## Task instructions
Starting with the line that has "Target: shadow on grass" and finishing with the line that has "Locate the yellow petal;", set down each line below exactly. Pictures are not copied.

## Data for review

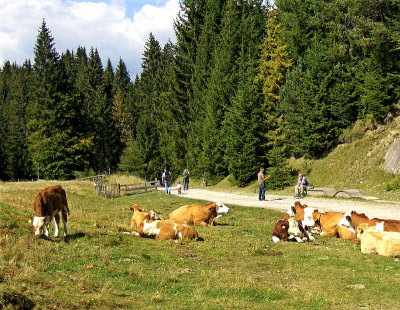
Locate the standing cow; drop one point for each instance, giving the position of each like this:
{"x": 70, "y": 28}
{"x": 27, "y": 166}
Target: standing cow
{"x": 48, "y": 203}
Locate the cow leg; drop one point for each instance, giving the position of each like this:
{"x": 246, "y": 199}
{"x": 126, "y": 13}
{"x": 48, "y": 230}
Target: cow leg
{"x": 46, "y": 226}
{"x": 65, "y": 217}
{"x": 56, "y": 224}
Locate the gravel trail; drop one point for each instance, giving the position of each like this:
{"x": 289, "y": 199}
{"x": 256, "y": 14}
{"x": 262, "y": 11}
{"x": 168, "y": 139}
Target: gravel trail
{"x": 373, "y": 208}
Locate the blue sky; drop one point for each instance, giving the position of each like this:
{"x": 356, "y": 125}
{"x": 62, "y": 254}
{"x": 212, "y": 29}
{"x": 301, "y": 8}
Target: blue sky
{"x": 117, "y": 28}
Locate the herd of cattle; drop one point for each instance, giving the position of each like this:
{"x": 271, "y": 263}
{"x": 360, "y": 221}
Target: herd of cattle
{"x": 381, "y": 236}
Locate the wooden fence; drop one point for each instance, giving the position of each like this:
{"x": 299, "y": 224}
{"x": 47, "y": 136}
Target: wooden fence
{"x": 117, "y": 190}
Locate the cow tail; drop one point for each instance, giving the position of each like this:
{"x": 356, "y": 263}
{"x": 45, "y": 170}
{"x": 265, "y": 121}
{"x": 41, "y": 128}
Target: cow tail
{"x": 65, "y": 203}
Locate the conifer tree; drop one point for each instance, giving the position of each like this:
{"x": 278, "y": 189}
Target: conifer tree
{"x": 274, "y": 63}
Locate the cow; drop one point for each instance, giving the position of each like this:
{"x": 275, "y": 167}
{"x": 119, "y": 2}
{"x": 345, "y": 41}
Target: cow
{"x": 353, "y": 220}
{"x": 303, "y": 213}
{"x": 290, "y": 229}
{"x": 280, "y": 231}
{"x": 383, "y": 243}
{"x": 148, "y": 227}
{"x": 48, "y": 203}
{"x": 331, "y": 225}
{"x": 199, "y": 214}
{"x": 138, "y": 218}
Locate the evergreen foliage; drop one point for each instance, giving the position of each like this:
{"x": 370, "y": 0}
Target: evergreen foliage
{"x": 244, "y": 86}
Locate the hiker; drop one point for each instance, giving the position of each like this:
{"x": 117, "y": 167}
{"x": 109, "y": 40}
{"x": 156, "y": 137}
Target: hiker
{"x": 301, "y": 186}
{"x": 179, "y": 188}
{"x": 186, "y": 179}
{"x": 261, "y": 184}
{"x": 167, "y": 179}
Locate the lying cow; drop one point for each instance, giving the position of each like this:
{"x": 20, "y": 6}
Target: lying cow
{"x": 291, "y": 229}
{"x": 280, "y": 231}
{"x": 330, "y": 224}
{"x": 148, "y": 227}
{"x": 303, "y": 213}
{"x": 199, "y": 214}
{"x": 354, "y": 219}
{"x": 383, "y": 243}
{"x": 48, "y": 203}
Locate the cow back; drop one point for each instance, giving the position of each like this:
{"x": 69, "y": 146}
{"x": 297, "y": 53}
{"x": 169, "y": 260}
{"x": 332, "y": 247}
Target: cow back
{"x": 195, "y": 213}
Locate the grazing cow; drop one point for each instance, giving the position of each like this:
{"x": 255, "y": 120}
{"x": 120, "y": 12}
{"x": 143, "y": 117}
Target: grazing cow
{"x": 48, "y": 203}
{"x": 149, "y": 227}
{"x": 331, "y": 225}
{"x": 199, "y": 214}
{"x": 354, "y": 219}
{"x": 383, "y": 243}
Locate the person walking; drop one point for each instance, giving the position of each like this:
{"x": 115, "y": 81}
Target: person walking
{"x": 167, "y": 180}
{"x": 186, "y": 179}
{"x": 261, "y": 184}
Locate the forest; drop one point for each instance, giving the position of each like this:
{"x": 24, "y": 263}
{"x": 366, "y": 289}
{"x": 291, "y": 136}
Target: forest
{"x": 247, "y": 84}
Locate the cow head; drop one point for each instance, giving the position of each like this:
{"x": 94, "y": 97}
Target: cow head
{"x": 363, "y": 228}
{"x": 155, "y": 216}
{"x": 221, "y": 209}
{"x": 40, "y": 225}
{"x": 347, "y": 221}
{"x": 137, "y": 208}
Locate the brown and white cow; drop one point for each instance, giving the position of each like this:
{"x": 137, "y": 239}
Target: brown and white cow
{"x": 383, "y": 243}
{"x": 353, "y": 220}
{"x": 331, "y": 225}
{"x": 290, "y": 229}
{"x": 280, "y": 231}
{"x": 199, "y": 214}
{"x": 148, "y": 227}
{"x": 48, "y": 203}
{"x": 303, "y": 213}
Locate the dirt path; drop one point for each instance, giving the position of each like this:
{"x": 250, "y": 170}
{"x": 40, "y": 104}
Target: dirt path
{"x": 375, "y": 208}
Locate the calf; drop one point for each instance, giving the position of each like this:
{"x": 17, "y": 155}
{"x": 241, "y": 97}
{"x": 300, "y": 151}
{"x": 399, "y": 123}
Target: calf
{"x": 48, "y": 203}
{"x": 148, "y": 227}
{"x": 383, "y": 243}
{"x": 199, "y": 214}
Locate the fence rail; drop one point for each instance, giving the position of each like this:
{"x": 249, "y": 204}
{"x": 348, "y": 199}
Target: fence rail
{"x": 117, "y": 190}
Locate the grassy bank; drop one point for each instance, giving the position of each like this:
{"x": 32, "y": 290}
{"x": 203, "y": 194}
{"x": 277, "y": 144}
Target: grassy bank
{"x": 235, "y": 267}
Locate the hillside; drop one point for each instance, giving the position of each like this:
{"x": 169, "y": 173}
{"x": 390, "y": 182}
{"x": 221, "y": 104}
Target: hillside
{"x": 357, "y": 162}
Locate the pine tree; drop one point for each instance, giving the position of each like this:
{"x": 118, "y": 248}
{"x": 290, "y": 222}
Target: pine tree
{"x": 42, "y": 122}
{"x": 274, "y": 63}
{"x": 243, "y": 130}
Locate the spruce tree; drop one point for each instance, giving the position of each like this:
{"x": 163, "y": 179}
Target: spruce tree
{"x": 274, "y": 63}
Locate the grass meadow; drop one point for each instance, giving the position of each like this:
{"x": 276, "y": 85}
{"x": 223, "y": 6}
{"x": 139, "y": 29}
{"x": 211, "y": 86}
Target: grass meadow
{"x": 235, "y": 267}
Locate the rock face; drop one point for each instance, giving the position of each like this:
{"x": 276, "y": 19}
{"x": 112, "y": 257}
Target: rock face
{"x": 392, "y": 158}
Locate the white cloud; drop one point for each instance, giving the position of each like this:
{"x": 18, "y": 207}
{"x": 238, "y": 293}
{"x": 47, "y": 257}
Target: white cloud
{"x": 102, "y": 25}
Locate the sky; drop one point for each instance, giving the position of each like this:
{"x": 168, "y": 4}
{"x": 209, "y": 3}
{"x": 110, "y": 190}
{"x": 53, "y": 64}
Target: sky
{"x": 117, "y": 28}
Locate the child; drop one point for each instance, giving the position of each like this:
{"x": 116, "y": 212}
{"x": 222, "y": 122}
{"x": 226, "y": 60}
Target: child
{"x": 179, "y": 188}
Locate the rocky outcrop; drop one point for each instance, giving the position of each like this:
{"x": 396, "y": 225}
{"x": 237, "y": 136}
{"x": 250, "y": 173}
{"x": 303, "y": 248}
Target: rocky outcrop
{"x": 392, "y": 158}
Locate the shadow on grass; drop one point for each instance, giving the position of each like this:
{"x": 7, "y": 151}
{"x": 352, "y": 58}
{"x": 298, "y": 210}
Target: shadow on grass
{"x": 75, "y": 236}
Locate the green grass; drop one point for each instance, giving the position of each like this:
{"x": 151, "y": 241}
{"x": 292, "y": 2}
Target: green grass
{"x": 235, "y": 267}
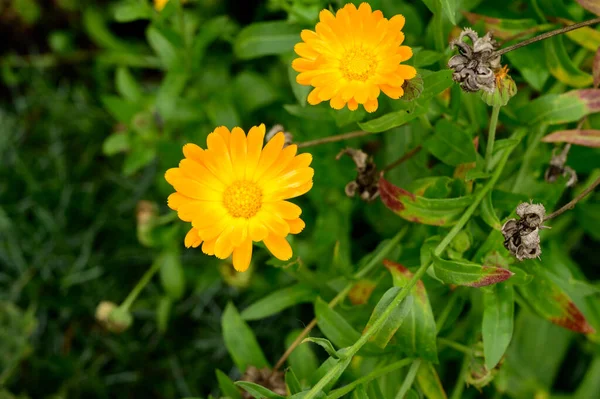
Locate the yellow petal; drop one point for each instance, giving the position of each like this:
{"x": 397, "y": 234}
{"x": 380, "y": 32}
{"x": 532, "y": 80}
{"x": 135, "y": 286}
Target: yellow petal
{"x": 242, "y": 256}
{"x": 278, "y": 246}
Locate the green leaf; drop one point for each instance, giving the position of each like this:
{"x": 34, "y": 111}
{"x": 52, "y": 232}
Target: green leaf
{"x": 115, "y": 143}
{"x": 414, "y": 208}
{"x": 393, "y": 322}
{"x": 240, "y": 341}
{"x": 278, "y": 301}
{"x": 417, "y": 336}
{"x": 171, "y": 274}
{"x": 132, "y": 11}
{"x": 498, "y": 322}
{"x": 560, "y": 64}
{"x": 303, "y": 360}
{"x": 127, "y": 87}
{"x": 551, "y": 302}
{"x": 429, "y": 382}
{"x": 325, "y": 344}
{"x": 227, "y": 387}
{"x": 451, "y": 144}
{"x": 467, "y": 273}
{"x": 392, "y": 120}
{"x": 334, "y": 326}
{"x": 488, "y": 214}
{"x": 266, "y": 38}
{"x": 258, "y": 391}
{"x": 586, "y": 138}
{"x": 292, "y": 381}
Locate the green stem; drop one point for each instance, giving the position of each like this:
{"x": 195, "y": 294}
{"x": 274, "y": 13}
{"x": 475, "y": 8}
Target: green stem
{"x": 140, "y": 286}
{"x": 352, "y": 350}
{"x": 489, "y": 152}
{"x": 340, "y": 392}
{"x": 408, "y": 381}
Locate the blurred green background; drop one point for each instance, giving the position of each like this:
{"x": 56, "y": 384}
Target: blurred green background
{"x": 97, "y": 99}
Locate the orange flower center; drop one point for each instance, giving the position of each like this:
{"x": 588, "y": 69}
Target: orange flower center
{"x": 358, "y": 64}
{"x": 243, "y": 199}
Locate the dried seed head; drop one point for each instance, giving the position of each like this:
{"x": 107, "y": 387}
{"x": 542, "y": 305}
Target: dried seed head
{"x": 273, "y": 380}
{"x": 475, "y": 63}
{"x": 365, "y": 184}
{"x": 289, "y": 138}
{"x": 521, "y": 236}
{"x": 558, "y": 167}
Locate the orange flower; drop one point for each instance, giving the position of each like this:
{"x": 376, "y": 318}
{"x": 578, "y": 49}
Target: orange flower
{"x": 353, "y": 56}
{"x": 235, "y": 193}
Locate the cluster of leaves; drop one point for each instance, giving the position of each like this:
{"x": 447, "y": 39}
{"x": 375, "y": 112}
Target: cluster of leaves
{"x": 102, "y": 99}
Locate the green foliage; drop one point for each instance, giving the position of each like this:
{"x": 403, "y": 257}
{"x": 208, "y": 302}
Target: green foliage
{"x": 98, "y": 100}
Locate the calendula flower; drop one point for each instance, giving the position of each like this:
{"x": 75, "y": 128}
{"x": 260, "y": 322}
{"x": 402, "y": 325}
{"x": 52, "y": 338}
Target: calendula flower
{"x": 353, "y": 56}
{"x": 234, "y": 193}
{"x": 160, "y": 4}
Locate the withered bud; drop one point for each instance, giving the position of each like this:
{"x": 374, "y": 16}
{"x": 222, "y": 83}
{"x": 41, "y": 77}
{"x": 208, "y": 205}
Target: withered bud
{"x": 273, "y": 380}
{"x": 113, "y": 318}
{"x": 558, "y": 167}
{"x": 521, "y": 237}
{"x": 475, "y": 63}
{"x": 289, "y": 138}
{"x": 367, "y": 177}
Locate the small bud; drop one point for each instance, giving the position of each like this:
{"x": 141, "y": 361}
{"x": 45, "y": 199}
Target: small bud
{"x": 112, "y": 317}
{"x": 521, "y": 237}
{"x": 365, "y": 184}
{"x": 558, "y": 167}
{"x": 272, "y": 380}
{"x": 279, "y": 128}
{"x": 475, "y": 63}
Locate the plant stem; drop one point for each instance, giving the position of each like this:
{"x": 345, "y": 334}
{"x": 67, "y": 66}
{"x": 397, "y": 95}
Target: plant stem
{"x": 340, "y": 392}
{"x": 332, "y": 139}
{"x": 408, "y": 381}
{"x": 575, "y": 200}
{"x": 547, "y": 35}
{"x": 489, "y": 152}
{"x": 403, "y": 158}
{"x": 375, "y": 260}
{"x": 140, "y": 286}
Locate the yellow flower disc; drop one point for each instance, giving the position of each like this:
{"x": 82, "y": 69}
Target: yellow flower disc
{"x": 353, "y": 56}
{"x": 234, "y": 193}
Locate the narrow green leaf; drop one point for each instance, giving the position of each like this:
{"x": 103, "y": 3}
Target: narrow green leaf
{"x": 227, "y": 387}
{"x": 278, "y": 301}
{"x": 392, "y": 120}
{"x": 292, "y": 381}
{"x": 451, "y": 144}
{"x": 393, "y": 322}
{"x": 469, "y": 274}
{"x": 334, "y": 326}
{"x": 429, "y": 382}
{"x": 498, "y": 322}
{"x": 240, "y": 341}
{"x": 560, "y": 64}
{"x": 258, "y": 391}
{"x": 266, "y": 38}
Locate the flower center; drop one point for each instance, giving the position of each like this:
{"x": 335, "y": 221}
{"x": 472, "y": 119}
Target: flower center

## Result of this task
Target: shadow on grass
{"x": 75, "y": 236}
Locate the green grass; drop one point for each instance, giving the position of each like this:
{"x": 151, "y": 241}
{"x": 292, "y": 2}
Target: green grass
{"x": 235, "y": 267}
Locate the yellow petal; drop one point for each instance, giving the position of each like this:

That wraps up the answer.